§ PROVIDED INFORMATION
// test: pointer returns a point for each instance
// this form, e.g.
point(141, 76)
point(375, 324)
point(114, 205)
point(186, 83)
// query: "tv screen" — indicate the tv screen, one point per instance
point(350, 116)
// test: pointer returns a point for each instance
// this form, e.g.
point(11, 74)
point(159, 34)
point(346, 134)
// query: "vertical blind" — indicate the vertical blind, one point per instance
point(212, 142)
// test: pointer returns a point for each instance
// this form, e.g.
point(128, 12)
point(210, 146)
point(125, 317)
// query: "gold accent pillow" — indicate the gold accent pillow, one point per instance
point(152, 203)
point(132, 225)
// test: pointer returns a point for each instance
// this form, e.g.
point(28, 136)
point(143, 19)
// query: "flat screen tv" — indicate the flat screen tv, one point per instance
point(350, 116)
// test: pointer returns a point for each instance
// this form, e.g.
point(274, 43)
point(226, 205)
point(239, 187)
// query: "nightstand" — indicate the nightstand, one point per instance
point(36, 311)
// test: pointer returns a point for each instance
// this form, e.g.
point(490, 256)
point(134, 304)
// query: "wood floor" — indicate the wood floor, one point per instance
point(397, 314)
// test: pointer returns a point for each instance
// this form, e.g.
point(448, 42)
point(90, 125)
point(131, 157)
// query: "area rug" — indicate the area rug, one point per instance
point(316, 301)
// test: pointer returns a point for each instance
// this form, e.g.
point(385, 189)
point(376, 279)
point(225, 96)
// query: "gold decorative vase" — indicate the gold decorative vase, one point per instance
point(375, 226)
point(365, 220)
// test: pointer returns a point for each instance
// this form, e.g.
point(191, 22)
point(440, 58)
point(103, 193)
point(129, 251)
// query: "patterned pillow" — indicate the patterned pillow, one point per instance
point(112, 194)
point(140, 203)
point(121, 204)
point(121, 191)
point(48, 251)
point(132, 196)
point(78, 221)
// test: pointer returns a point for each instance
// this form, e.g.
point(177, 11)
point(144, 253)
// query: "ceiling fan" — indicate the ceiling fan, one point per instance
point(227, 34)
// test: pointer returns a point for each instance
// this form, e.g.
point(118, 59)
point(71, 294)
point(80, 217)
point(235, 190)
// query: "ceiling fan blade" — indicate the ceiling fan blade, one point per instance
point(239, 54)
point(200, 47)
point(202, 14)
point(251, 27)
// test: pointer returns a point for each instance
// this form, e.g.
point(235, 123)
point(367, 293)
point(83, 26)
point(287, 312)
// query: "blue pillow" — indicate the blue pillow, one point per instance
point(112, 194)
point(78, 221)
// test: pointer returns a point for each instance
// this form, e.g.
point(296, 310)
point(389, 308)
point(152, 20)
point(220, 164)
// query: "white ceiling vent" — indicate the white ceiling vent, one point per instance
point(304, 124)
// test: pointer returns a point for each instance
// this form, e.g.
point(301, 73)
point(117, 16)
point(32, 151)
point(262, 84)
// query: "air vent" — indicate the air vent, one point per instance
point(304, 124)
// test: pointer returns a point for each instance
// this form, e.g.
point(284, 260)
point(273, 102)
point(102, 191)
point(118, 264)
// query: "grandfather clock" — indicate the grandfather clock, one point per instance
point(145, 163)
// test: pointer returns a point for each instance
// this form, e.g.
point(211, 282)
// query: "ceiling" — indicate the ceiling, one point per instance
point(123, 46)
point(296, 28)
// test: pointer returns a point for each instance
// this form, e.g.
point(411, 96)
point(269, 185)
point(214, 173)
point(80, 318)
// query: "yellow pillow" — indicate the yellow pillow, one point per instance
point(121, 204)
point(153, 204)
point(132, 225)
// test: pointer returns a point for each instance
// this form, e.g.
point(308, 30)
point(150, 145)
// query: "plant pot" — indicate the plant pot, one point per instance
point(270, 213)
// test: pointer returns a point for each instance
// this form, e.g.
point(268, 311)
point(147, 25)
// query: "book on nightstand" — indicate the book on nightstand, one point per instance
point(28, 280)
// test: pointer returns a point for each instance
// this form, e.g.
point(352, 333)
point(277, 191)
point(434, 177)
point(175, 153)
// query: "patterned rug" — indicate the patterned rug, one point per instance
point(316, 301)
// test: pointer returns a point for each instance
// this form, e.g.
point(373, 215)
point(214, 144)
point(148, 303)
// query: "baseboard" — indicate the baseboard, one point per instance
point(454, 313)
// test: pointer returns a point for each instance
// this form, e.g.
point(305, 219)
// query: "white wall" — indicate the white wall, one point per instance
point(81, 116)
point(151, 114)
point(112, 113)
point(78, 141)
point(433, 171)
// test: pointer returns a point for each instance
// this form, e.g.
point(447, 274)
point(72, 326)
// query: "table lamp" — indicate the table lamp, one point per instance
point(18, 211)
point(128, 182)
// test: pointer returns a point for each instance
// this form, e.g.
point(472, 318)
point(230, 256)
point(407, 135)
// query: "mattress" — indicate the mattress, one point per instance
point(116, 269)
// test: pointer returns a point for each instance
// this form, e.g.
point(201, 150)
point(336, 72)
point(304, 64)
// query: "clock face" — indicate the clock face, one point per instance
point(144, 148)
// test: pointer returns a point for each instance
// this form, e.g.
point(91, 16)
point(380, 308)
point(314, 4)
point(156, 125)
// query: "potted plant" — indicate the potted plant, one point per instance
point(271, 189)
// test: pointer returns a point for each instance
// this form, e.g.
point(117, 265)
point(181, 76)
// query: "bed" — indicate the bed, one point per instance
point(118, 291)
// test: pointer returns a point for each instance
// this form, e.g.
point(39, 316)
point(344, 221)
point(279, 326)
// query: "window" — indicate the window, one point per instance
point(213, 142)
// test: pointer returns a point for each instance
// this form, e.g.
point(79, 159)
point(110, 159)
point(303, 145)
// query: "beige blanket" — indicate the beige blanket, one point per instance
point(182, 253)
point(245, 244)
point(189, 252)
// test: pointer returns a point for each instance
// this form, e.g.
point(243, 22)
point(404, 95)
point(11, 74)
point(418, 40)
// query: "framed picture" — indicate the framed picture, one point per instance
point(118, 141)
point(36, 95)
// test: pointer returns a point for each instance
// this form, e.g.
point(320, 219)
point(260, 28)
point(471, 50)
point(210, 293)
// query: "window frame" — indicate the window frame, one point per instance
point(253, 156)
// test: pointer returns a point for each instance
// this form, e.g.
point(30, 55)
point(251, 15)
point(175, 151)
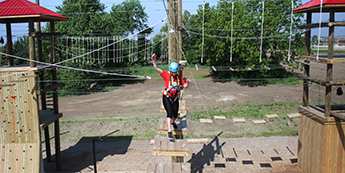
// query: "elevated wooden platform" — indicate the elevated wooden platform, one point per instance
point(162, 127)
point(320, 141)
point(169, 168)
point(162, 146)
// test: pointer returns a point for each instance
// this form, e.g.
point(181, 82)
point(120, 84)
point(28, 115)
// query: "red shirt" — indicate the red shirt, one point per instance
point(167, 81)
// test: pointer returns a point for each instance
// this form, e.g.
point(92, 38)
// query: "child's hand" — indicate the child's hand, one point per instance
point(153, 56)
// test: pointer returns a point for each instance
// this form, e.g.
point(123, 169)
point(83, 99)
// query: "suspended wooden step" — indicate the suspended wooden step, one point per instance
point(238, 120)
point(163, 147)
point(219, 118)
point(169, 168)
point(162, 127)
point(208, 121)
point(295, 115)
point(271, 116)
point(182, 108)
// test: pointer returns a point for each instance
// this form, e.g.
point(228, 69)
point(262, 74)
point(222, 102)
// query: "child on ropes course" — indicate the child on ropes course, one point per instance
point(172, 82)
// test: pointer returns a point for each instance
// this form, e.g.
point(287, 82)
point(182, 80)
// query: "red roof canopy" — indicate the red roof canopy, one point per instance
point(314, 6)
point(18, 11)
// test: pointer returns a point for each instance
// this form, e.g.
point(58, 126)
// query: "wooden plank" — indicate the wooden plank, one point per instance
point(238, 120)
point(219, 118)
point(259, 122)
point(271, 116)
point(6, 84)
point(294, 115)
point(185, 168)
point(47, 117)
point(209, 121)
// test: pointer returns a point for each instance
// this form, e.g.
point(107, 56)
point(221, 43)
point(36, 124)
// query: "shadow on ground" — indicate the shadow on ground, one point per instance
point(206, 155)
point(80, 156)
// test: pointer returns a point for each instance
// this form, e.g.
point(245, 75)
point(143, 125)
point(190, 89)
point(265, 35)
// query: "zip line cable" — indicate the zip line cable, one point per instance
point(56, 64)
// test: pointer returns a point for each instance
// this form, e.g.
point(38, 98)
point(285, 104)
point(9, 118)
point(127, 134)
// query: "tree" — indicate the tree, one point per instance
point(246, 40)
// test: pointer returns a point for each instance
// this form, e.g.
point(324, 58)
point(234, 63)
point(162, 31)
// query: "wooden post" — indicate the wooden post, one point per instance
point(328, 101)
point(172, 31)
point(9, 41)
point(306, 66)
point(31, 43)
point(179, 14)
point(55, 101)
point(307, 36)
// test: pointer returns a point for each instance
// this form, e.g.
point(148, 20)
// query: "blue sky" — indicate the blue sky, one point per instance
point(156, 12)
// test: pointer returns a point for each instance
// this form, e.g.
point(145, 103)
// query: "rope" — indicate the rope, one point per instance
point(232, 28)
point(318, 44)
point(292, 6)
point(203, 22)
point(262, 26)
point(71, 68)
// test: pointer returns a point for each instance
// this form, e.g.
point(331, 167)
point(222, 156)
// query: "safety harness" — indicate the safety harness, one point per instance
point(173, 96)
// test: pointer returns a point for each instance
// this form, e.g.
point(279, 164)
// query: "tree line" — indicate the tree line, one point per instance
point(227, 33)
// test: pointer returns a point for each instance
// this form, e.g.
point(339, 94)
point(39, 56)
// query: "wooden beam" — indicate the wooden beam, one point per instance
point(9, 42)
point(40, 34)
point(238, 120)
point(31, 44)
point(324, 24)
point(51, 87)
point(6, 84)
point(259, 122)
...
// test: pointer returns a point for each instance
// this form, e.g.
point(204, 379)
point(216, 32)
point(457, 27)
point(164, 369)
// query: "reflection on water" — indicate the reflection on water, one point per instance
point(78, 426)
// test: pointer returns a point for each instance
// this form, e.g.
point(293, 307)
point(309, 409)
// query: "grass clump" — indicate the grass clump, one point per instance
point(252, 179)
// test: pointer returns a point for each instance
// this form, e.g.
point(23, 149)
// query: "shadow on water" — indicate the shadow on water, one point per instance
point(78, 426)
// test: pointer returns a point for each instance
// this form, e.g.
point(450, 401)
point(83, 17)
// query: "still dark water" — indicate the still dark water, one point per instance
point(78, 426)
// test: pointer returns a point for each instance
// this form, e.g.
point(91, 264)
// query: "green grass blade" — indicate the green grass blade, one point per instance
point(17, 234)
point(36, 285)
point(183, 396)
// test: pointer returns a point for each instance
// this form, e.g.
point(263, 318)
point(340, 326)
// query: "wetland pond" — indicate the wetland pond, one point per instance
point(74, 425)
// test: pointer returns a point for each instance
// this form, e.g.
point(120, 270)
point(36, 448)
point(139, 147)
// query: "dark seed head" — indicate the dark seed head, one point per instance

§ DIRECTIONS FOR THIS TASK
Filter the records above down to the lines that contain the string "plant", copying each matching line in full. Case counts.

§ TASK SOLUTION
// query: "plant pot" — indicate the plant pot, one point per instance
// query: "potted plant" — indicate the potted plant, one point per instance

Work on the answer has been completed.